Assigned task: Copy, without a single change, each line from the one that holds "Target: forest of trees" to the bottom of the entries below, and drop any pictures.

(Point-per-instance localization data)
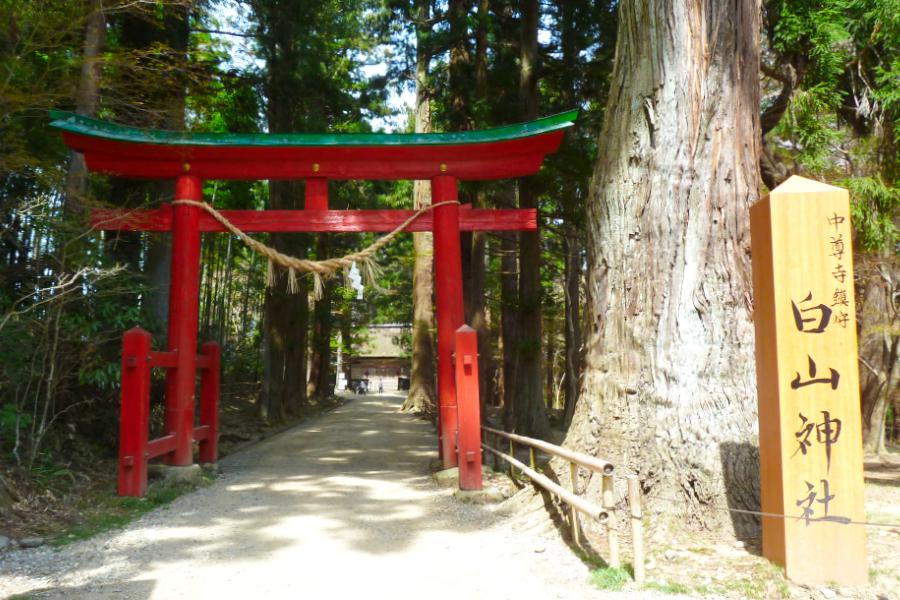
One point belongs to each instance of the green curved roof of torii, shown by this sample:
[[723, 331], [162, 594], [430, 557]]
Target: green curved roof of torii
[[498, 153], [87, 126]]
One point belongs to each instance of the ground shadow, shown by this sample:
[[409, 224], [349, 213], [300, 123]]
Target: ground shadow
[[740, 470]]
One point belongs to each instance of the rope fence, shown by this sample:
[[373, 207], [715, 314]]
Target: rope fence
[[759, 513]]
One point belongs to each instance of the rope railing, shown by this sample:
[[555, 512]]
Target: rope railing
[[605, 515], [319, 269]]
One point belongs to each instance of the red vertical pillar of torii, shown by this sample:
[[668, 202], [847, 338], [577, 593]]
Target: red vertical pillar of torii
[[184, 304], [450, 315]]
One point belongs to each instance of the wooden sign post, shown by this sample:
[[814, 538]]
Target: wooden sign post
[[810, 441]]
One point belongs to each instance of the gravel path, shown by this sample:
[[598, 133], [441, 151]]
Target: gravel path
[[340, 507]]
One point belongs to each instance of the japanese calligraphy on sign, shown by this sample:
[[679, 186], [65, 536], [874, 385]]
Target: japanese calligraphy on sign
[[808, 383]]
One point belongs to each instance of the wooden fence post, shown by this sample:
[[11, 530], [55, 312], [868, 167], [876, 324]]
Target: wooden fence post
[[637, 527], [468, 409], [810, 440], [612, 536], [134, 420], [573, 514]]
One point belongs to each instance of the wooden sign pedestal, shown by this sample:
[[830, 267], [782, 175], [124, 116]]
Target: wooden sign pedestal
[[808, 384]]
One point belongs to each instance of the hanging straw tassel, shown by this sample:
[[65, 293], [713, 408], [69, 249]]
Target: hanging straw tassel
[[320, 269]]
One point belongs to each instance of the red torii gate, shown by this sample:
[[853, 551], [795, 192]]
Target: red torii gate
[[189, 158]]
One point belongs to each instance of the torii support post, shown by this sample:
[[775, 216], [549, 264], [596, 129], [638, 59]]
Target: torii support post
[[810, 437], [135, 413], [469, 408], [184, 304], [449, 300]]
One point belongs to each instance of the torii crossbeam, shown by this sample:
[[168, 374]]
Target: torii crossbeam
[[189, 158]]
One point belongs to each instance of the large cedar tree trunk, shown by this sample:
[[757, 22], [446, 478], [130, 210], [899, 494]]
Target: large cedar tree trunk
[[422, 375], [86, 100], [286, 314], [879, 345], [669, 388]]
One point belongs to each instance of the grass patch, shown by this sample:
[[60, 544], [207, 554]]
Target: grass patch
[[667, 587], [610, 579], [114, 512]]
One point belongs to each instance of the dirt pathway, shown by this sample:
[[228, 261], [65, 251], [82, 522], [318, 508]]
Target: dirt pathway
[[340, 507]]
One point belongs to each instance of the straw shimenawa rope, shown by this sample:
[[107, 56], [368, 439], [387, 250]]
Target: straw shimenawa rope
[[320, 269]]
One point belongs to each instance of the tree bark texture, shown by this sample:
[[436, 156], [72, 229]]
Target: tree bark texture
[[530, 413], [669, 390], [286, 314], [421, 397], [86, 100], [319, 386], [573, 352]]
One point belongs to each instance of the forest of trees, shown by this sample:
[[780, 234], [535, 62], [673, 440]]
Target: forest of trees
[[631, 305]]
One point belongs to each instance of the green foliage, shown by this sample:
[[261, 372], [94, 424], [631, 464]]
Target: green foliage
[[109, 512]]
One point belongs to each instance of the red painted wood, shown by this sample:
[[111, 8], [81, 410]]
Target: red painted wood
[[449, 313], [209, 402], [493, 160], [468, 408], [316, 194], [184, 302], [162, 446], [134, 420], [256, 221]]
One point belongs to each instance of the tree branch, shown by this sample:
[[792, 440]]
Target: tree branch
[[222, 32]]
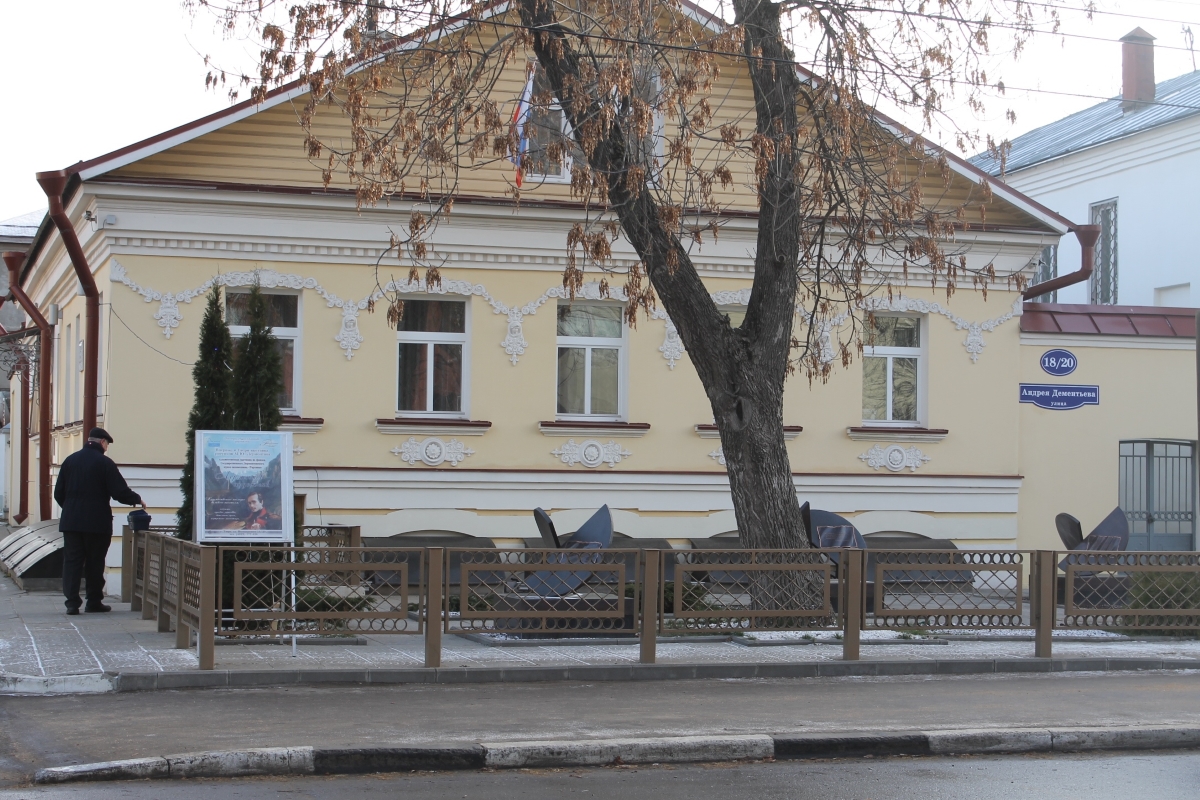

Response for this exercise:
Target: forest of trees
[[631, 305]]
One point belongs to each instance of the green foliage, shown by this sample:
[[261, 372], [94, 424], [631, 464]]
Target: green foliage
[[109, 512]]
One point belongs to each instance of the red painted wood, shown by this sample:
[[111, 8], [81, 410]]
Target: red painted wood
[[449, 313], [209, 402], [493, 160], [468, 408], [316, 194], [184, 302], [162, 446], [134, 420], [256, 221]]
One point belongs to each instance of the tree branch, shown by this sample:
[[792, 440]]
Target: tree branch
[[222, 32]]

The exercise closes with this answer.